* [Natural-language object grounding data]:
++++++++++
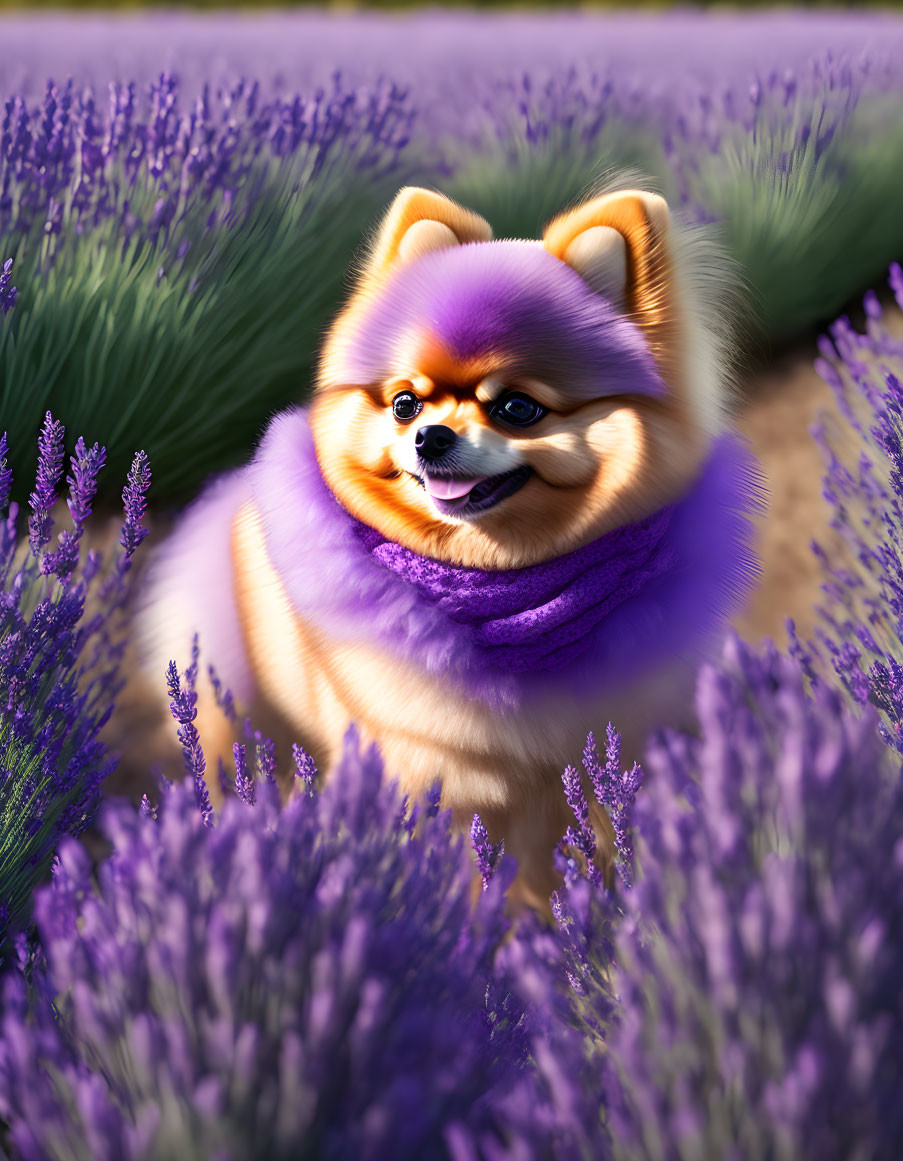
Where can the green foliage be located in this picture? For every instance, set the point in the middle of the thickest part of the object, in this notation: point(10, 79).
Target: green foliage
point(185, 355)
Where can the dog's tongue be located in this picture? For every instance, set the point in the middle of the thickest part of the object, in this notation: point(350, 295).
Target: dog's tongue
point(452, 489)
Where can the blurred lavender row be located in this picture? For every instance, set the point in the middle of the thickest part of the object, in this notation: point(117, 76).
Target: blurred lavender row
point(436, 52)
point(312, 980)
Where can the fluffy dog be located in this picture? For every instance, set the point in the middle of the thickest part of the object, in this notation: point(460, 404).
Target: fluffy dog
point(512, 513)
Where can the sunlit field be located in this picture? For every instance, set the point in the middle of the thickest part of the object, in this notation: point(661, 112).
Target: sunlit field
point(180, 202)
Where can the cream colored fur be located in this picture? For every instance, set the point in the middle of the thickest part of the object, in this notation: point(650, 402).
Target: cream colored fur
point(506, 766)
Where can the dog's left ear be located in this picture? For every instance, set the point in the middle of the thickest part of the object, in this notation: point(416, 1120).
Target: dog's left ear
point(618, 243)
point(417, 222)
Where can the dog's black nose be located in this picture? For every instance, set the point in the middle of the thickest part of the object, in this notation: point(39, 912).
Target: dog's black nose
point(432, 442)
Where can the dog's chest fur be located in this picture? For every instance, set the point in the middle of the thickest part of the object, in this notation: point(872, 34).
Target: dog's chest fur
point(427, 727)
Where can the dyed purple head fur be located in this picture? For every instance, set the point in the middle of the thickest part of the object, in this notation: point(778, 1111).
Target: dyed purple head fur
point(508, 301)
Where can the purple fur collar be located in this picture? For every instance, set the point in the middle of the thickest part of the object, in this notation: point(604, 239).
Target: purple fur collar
point(597, 617)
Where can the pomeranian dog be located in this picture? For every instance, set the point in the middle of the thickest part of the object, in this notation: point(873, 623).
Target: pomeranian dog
point(513, 512)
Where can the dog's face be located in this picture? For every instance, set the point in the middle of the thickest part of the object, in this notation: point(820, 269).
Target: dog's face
point(499, 403)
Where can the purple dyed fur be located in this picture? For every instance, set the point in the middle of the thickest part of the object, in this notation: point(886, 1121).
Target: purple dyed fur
point(537, 618)
point(508, 300)
point(696, 567)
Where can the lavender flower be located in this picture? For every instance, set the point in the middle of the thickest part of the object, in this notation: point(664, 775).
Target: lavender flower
point(758, 956)
point(244, 783)
point(305, 769)
point(49, 470)
point(860, 635)
point(304, 981)
point(59, 673)
point(7, 293)
point(486, 851)
point(183, 708)
point(135, 502)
++++++++++
Write the records out in full, word for word; leave every picture behind.

* [TASK RESULT]:
Where can the green foliage be located in this picture? For every instance, set the point in the middle of the thickest part of the object, in this notation: point(10, 79).
Target: green foliage
point(185, 355)
Where can the dog's tongue be located in this picture? For every instance, set the point in the middle of the thickest part of the object, in this notation: point(350, 295).
Target: dog's tongue
point(452, 489)
Where can the blurred lavender row be located in this picture? For every instance, set the point in the middle of the thickest part of the object, in this notation: point(117, 76).
Target: blurred lavender row
point(436, 52)
point(312, 980)
Where can the fluffy dog be located in this picture? For every instance, set the point in the middle of the thickest part of the object, in this notation: point(460, 404).
Target: fluffy dog
point(512, 513)
Where can the sunlit field be located in this picture? For every instance, set the point in the middle of the thickest part of the object, in this notation: point(661, 112).
Target: sunlit field
point(180, 202)
Where can the cream colored fur be located in this picture? For every instance, set the point in the middle of the thickest part of the object, in this notation: point(650, 402).
Target: cream colored fur
point(506, 766)
Where can the dog's left ear be located in this picture? For every instance, set the point in the middle of the thickest part of the object, in this notation: point(416, 1120).
Target: dog's left ear
point(618, 243)
point(417, 222)
Where can the dog's black nose be located in this picture? For every instance, set the point in the middle of the thickest part of the object, in this notation: point(39, 912).
Target: dog's black nose
point(432, 442)
Where can the dog's chest fur be located in this picture? For every instance, set the point in the middle of the thickest part of the object, in this notation: point(872, 34).
Target: dog's chest fur
point(427, 727)
Where can the dyed purple head fur be located in this picture? For every instance, set the point in the middle of the thickest part of the object, in this notation: point(778, 1111).
Target: dyed purple head fur
point(508, 301)
Where can the purple fur collar be located in this picture? For every instance, set the point in the middle of the thickest part of the object, in this notation: point(604, 239).
Target: purple fur collar
point(597, 617)
Where can the pomeranian dog be located in this picture? For every instance, set the point in the middle of the thickest part of the object, in this notation: point(873, 623).
Target: pomeranian dog
point(513, 512)
Where can the dog's face be located in this picture? For every instance, set the point in the middle of the thickest part of the object, in this notation: point(820, 269).
Target: dog's face
point(499, 403)
Where can the purple dyed fur be located in this picture? For every instance, set the point in the middle of the thickest part of the object, in this notation: point(886, 1121).
Target: purple dyed fur
point(537, 618)
point(508, 300)
point(696, 567)
Where can the lavender flower be located in this picture? For every instance, set the point in the middle of the thickest part of the object, in this notation: point(664, 775).
Target: lavender flower
point(758, 956)
point(244, 783)
point(305, 769)
point(49, 470)
point(860, 635)
point(304, 981)
point(59, 673)
point(7, 293)
point(486, 851)
point(183, 708)
point(135, 502)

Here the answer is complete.